## Excerpted data

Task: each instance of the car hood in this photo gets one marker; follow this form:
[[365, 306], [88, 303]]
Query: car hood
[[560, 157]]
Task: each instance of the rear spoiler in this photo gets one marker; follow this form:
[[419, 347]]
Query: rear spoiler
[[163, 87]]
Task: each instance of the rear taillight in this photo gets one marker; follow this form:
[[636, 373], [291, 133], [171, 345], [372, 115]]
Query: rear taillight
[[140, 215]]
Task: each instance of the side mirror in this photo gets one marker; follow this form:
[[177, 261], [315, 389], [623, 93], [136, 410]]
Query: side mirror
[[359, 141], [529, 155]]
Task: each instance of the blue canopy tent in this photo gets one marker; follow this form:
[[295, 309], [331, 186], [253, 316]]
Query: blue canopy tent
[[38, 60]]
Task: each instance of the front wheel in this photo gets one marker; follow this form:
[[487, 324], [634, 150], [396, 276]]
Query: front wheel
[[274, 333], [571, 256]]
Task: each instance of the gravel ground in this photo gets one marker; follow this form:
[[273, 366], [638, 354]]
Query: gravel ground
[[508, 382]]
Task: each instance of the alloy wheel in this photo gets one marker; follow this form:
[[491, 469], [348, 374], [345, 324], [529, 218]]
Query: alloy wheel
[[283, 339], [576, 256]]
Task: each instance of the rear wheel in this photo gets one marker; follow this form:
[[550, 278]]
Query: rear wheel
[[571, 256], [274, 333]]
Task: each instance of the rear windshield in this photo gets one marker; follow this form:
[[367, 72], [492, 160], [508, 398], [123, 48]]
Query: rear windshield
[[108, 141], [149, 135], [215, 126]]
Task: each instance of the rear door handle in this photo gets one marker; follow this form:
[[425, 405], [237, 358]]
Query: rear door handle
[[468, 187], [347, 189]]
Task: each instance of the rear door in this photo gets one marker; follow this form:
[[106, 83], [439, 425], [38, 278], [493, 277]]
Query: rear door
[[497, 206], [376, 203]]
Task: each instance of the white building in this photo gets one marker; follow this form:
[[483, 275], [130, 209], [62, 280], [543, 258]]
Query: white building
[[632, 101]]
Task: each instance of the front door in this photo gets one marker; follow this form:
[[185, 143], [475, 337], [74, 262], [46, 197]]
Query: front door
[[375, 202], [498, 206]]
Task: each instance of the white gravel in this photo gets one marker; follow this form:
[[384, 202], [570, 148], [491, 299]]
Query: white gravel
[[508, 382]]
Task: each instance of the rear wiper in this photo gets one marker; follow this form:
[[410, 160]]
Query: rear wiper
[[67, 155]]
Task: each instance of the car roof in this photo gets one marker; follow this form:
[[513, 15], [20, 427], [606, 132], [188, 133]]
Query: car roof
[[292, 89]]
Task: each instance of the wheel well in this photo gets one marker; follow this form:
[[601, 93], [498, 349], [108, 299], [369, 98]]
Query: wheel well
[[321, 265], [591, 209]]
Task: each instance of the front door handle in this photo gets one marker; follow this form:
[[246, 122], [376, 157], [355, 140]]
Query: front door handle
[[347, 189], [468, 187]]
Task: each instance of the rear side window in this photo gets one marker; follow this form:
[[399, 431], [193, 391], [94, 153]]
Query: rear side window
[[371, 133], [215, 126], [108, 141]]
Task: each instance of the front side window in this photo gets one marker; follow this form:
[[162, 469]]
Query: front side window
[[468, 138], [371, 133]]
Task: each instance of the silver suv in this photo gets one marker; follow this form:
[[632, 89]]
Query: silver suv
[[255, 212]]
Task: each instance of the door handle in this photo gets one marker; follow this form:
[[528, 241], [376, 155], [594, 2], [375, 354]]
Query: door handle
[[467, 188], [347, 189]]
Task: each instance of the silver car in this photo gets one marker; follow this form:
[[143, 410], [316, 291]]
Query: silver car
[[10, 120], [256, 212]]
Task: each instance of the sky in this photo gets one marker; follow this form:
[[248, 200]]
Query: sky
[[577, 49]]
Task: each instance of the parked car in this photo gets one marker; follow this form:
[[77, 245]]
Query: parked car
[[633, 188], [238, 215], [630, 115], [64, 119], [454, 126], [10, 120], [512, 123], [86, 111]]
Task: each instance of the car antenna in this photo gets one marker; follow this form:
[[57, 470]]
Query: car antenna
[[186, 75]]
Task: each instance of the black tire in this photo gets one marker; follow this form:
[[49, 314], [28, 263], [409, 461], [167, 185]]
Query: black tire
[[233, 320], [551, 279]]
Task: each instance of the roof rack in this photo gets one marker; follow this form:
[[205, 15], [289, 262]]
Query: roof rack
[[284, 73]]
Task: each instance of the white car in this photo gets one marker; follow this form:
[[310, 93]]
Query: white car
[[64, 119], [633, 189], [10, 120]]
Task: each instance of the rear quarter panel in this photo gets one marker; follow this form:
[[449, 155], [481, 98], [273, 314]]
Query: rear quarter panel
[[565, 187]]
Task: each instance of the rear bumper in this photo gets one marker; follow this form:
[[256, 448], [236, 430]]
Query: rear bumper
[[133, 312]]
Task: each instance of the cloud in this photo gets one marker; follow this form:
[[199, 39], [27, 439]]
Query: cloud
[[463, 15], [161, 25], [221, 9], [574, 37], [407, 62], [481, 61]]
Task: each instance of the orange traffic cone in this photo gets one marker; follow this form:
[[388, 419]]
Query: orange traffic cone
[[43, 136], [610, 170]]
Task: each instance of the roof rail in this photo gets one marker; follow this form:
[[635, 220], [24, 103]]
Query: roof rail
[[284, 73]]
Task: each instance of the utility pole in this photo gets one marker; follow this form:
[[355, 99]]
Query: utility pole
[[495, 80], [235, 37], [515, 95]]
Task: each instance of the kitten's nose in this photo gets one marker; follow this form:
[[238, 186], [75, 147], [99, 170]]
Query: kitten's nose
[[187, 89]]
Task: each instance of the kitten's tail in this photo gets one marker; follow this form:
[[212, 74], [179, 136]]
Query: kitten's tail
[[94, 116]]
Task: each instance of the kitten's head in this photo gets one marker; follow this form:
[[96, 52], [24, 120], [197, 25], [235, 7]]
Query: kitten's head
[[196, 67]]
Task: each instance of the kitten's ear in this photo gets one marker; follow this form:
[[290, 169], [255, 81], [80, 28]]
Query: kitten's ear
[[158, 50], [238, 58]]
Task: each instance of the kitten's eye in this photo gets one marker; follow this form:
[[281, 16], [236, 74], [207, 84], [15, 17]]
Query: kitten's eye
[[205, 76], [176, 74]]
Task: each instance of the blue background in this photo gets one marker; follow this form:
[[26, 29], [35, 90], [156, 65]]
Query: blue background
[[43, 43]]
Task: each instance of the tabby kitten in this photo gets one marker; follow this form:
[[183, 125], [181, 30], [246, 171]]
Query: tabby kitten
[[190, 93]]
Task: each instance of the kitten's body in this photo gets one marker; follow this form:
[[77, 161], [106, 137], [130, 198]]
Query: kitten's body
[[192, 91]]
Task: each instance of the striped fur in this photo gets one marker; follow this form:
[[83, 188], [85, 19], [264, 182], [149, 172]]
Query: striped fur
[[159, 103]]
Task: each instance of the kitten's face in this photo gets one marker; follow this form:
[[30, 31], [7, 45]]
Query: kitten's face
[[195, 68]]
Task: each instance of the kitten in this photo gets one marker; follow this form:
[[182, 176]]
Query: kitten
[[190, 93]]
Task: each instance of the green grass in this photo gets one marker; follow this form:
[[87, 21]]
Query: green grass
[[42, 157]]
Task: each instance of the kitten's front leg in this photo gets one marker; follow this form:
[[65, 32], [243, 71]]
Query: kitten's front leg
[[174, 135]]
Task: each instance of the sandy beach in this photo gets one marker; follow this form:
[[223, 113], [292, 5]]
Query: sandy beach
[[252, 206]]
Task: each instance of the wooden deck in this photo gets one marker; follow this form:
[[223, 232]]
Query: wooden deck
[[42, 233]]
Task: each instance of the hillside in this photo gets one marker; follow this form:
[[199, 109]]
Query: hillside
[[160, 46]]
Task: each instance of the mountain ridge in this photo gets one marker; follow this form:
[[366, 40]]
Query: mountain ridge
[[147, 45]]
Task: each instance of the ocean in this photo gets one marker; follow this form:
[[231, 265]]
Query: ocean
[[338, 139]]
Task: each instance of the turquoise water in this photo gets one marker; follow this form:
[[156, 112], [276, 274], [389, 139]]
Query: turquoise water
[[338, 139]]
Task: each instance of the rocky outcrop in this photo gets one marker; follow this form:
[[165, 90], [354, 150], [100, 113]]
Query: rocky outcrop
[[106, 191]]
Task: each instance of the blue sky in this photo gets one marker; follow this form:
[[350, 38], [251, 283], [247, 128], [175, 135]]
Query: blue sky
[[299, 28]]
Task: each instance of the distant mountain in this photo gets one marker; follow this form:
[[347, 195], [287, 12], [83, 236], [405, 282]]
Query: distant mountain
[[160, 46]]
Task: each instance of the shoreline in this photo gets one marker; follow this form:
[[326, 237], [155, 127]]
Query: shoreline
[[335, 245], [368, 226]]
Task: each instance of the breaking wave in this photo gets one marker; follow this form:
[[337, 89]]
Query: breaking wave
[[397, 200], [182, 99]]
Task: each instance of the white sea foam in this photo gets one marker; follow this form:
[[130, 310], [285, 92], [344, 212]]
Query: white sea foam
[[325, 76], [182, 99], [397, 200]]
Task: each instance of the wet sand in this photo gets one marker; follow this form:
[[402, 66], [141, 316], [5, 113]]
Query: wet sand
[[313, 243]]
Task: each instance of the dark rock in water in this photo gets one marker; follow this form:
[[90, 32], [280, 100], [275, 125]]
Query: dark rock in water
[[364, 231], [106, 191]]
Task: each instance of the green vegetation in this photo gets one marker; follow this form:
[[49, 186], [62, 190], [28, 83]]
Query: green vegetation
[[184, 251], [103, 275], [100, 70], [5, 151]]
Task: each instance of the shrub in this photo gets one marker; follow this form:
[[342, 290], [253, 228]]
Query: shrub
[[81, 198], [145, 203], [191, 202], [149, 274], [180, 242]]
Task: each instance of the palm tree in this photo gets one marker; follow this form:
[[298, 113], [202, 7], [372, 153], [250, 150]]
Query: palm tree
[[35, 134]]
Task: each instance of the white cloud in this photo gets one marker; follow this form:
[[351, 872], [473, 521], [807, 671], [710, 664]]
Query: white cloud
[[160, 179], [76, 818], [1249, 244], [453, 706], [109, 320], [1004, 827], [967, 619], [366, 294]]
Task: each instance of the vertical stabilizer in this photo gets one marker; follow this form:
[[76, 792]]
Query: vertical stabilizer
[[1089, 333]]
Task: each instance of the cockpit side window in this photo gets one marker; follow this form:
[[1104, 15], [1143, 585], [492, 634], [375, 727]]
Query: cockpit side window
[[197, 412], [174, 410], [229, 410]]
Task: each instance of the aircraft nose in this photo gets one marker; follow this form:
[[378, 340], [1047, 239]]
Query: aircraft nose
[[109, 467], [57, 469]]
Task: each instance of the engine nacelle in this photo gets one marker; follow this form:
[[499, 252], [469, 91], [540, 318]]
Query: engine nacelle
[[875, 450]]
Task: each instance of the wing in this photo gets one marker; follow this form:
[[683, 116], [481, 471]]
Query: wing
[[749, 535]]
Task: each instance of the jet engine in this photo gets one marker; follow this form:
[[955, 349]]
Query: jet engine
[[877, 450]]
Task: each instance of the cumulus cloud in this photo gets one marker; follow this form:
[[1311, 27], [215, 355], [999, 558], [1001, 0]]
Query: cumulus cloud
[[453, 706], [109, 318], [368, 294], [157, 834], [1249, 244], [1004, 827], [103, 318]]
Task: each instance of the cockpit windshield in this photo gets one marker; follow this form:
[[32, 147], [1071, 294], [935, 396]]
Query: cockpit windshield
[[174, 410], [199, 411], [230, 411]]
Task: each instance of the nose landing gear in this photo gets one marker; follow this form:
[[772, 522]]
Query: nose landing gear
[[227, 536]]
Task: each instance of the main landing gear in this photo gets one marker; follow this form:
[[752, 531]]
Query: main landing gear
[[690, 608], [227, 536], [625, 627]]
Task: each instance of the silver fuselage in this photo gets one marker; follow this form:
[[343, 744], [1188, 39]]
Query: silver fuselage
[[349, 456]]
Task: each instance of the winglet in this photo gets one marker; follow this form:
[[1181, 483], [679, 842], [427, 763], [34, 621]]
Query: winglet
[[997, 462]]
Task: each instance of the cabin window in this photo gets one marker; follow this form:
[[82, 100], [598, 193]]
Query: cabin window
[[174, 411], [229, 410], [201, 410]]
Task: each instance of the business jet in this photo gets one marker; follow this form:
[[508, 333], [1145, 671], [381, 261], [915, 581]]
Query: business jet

## What you should do
Write out again, word for word, the stretch of the records from the line containing "Task: each instance of the kitten in" through the line containing "[[299, 28]]", including both of those lines.

## Task response
Task: each instance of the kitten in this photo gets one marker; follow this form:
[[182, 176]]
Query: kitten
[[190, 93]]
Task: each instance of the green grass in this photo gets one marker; follow this form:
[[87, 21]]
Query: green grass
[[42, 157]]
Task: each instance of the kitten's front leg in this photo gets one marker; follow this form:
[[65, 32], [243, 71]]
Query: kitten's front leg
[[174, 135]]
Task: each instance of the sandy beach in this photo gets one marker; follow this form:
[[223, 113], [292, 5]]
Query: sandy beach
[[252, 206]]
Task: each instance of the wooden deck in this photo gets one marker; follow this form:
[[223, 232]]
Query: wooden deck
[[42, 233]]
Task: each instance of the hillside in this photo gets one marker; follow this form:
[[199, 109]]
Query: hillside
[[160, 46]]
Task: each instance of the mountain ridge in this photo gets one marker; follow this form:
[[366, 40]]
Query: mountain ridge
[[147, 45]]
Task: each instance of the ocean in this photo gets one marker; follow this form:
[[231, 265]]
Query: ocean
[[338, 139]]
Task: each instance of the turquoise water in this photo gets one marker; follow this form:
[[156, 112], [276, 274], [389, 139]]
Query: turquoise water
[[338, 139]]
Task: each instance of the rocky outcrop in this photo gets one marker; follow this form:
[[165, 90], [354, 150], [100, 113]]
Query: rocky outcrop
[[106, 191]]
Task: each instance of the blue sky in this photo gets one marker; follow this form:
[[350, 38], [251, 283], [247, 128], [175, 135]]
Query: blue sky
[[299, 28]]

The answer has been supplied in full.